◆ **EXERCISE PASSAGE**:

--------------------

One reason: The FDA cleared the modifications ahead of studies in people, a step toward eventually handling COVID-19 vaccine updates more like yearly flu shots.
First, FDA checked human studies of earlier Pfizer and Moderna attempts to update their vaccines — shots matching the omicron strain that struck last winter. That recipe change was safe, and substantially boosted antibodies targeting the earlier variant — better than another dose of the original vaccine — while adding a little protection against today's genetically distinct BA.4 and BA.5 omicron versions.
But FDA ordered the companies to brew even more up-to-date doses that target those newest omicron mutants instead, sparking a race to roll out shots in less than three months. Rather than waiting a few more months for additional human studies of that recipe tweak, Marks said animal tests showed the latest update spurs “a very good immune response.”
The hope, he said, is that a vaccine matched to currently spreading variants might do a better job fighting infection, not just serious illness, at least for a while.
"This is actually how we do updated flu vaccines every year," Arwady said. "So it's nothing different from that. So, what I would say is that this exact updated vaccine did not have the full scope of, like, the extended human trial, like an earlier one would have, but that's not a concern from a safety or efficacy standpoint because it was done with the earlier versions and using the same technology."
When is the Best Time to Get Your COVID Booster Shot?
How long to wait after your last vaccine dose or an infection is a critical decision, immunologists agree. That’s because if you still have a lot of antibodies in your bloodstream, they’ll counteract the brand new antibodies that the vaccine dose is supposed to produce.
The FDA authorization suggests a two-month waiting period from your last vaccination, but the CDC also will weigh in after after considering how many doses will be available in early September versus later in the fall.
How Were the Shots Tested?
Pfizer and Moderna both studied an earlier tweak to their vaccines that targets the original omicron, called BA.1, that hit last winter, as well as even earlier variants.
To evaluate the combo shots, FDA is using data from human testing of the BA.1-tweaked doses plus mice tests of the BA.5-targeted version that Marks said show “a very good immune response."

--------------------

◆ **DATA TO EXAMINE**:
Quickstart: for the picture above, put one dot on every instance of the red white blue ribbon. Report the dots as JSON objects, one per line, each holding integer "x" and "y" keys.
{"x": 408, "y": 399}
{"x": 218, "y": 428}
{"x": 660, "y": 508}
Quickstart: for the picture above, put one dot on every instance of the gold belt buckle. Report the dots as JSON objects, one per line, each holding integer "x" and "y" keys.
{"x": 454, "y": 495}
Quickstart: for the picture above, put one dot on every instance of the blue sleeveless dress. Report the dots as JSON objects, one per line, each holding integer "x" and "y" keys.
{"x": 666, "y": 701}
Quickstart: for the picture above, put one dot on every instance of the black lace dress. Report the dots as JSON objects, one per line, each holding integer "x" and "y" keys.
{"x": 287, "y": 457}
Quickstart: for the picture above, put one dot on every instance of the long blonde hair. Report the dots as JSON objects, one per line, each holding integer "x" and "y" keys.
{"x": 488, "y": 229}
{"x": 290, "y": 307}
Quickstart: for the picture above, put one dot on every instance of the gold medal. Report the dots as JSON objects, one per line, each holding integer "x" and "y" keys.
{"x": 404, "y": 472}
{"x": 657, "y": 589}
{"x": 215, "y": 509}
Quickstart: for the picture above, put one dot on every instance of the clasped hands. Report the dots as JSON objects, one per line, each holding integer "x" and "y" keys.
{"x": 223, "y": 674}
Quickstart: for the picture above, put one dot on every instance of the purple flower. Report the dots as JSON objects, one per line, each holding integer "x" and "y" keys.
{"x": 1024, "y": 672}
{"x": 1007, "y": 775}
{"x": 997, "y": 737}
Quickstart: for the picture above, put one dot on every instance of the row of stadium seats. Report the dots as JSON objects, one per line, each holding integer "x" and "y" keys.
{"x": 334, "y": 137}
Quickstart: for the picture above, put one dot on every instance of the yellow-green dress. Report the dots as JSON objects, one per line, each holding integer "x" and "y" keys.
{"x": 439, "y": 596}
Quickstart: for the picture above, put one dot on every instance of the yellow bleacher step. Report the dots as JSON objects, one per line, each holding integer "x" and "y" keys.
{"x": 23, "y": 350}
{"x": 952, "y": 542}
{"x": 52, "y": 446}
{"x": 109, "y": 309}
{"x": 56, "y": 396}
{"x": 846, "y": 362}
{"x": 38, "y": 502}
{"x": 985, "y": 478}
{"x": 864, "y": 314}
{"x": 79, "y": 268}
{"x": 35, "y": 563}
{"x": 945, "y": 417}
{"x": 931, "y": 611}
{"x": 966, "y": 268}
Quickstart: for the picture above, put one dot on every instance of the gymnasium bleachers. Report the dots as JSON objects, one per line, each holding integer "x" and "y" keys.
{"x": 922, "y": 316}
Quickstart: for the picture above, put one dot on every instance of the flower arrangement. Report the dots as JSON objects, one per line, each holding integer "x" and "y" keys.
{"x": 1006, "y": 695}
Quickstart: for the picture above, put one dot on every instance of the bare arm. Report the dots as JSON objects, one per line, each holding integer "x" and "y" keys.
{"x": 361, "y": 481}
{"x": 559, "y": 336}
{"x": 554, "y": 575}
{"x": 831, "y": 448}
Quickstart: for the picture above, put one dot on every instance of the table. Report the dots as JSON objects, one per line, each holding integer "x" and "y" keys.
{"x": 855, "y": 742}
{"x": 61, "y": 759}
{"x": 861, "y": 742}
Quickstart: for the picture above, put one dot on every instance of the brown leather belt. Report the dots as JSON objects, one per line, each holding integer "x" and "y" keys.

--------------------

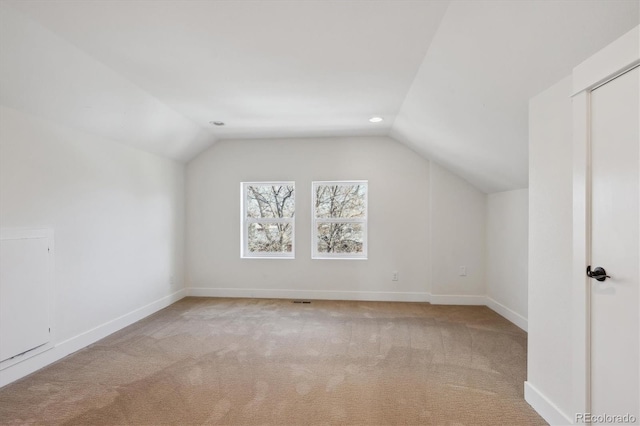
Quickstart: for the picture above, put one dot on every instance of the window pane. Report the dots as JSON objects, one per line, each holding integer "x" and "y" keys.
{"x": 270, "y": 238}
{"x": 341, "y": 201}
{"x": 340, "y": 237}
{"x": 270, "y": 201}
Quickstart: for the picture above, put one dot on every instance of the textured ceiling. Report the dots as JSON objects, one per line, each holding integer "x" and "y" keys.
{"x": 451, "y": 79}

--------------------

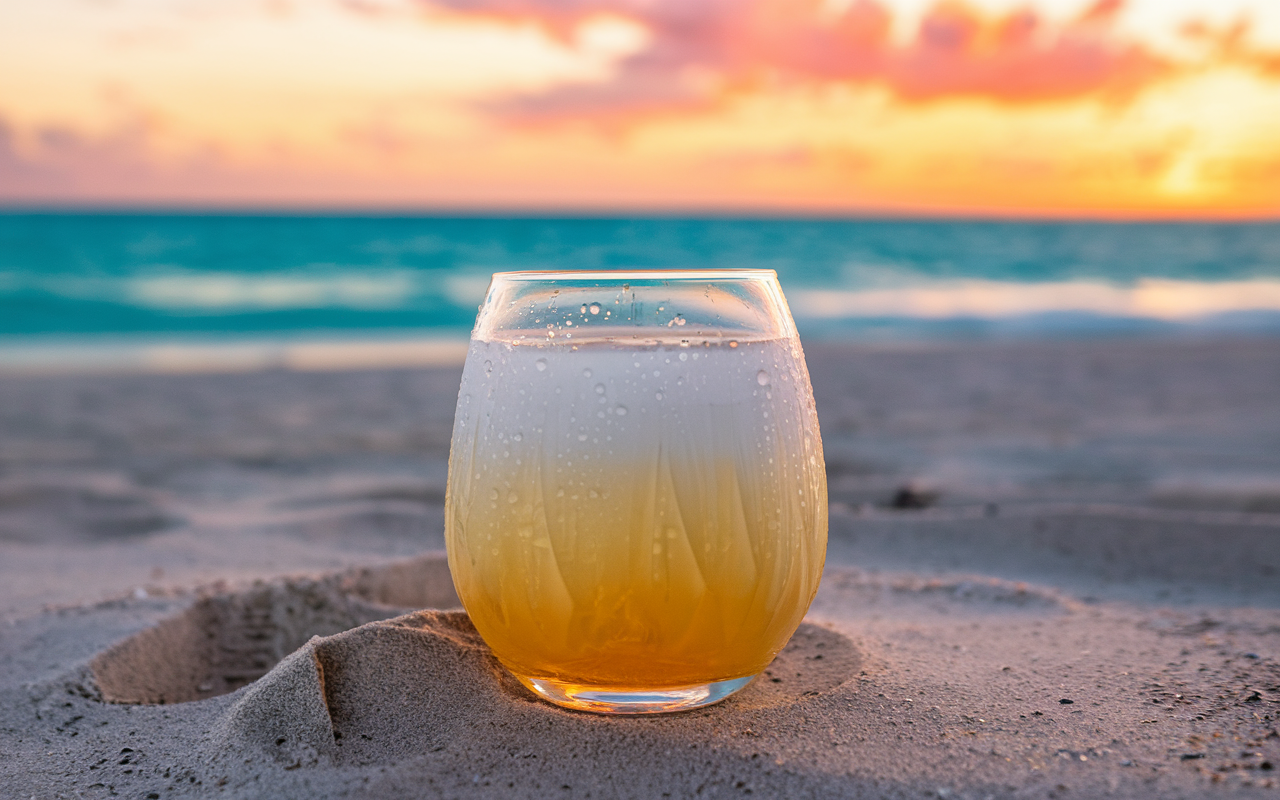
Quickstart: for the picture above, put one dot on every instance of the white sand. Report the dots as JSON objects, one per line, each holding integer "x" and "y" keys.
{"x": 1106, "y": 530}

--------------------

◆ **TASK DIRECTIONS**: Write what comes next in the passage about the updated COVID-19 booster shots, picking up after its last sentence. The records are unrelated to the passage on the updated COVID-19 boosters and stand on their own.

◆ **SOLVED EXERCISE**:
Human data on the newest tweak will come later in the year, to help assess the value of modified shots — especially whether they offer cross-protection if a new mutant comes along, Marks said. Moderna has started a clinical trial of its BA.5 combo shot; Pfizer and its partner BioNTech expect to open a similar study soon.
"There will certainly be all of the monitoring and I'm actually really interested to see the efficacy of this for BA.4 and [BA.5] in particular - I expect it will be good," Arwady said. "And there are, if you look at all of the advisory groups, the experts - there's not any safety concerns related to the release of this. It's more a question of the efficacy."
Can You Mix-and-Match?
Additional guidance on this is expected along with final approval and recommendation from federal officials, but Chicago's top doctor believes people will be encouraged to get whichever booster they can.
"I think it's fine, honestly, to get either of them at this point," Arwady said. "And I do think we're getting some preliminary information. For example, how much vaccine we'll be receiving in Chicago? It looks like, and I know that the federal government has purchased more... Pfizer boosters than Moderna and so it may be a little easier to find Pfizer. That said, we know Pfizer was first, we know Pfizer is the one that the especially the 12- to 17-year-olds can get. So it may be a little easier to find a Pfizer vaccine than a Moderna vaccine, but I would just honestly encourage you to get whichever one whichever one is available."